Excerpts from a dataset on object pointing
....
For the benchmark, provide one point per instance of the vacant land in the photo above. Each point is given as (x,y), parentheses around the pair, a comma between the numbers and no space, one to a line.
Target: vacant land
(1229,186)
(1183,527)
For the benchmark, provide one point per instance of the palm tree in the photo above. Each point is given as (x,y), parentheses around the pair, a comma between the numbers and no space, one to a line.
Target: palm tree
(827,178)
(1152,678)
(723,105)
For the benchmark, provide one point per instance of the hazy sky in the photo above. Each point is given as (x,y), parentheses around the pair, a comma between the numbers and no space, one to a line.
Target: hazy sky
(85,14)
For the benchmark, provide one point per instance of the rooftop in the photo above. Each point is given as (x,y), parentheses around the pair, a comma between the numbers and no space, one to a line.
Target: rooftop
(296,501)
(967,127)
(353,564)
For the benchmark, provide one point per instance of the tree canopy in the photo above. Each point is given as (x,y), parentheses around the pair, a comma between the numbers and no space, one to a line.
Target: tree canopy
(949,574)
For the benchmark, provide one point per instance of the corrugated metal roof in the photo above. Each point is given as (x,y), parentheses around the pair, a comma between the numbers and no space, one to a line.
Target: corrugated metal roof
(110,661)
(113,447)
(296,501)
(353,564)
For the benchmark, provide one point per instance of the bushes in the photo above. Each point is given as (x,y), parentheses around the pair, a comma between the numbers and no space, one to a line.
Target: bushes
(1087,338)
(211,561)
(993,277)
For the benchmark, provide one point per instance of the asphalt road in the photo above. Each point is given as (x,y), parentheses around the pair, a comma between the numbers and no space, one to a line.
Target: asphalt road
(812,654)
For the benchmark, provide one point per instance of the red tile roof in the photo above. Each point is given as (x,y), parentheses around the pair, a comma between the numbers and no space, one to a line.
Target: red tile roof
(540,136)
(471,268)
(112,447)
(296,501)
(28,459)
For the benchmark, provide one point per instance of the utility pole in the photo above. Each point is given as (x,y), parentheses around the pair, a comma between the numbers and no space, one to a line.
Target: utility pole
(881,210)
....
▶ **What you have to do**
Copy out, unchanged, every line from the one containing "For the benchmark, provide one point per instance of the hazy" through the end of the lines above, including both the first and the last.

▶ **Answer in full**
For the benchmark, provide one point per instance of the hazy sky in the photo above. Each point is given as (x,y), parentheses around the pair, a comma between the numbers and no space, one to a line.
Target: hazy sky
(85,14)
For the benchmark, provide one point per instance of the rooftop in the photo above. Each point is given as (x,y), parentheses around the pair, a comma between the numbers and no space, one to a line.
Target: rooftop
(296,501)
(967,127)
(353,564)
For the benchmark, provide one point per instance of the tree canopy in the photo above. Each point is given as (x,y), parentheses around the pair, a comma between the numbers and no space, one to a line.
Target: tree canopy
(949,574)
For the benchmark, provide one point per instance of the corrugated metal roof in the photo above. Each point is given as (x,y), parentheses around the pair, a comma between the numbers and no space, one to a line.
Target: corrugated metal roof
(110,661)
(113,447)
(296,501)
(353,564)
For the benchmark, provide one point per instance of the bushes in the photo above. Each point is given as (x,y), parentheses around the pair, a comma between the numbers and no space, one to a line.
Target: bushes
(1087,338)
(211,561)
(993,277)
For the benchmark, provide one point per instance of the asphalt road in the photo above. Each point is given as (x,y), parentheses around the pair, a comma between the numbers and no space, one to a line.
Target: asphalt road
(812,654)
For the benchmark, provide one point per instance of the red tile roof in the photo above. Each point is given as (x,y), parentheses around the pair, a comma between the numbers and no space, one to a line.
Target: red tile roof
(540,136)
(471,268)
(112,447)
(296,501)
(28,459)
For the benchmark, provide one point per instance of the utility pole in the photo above. Each point is given as (x,y), parentheses around the pair, a comma between the numbers and no space, one to a line.
Target: utility pole
(881,210)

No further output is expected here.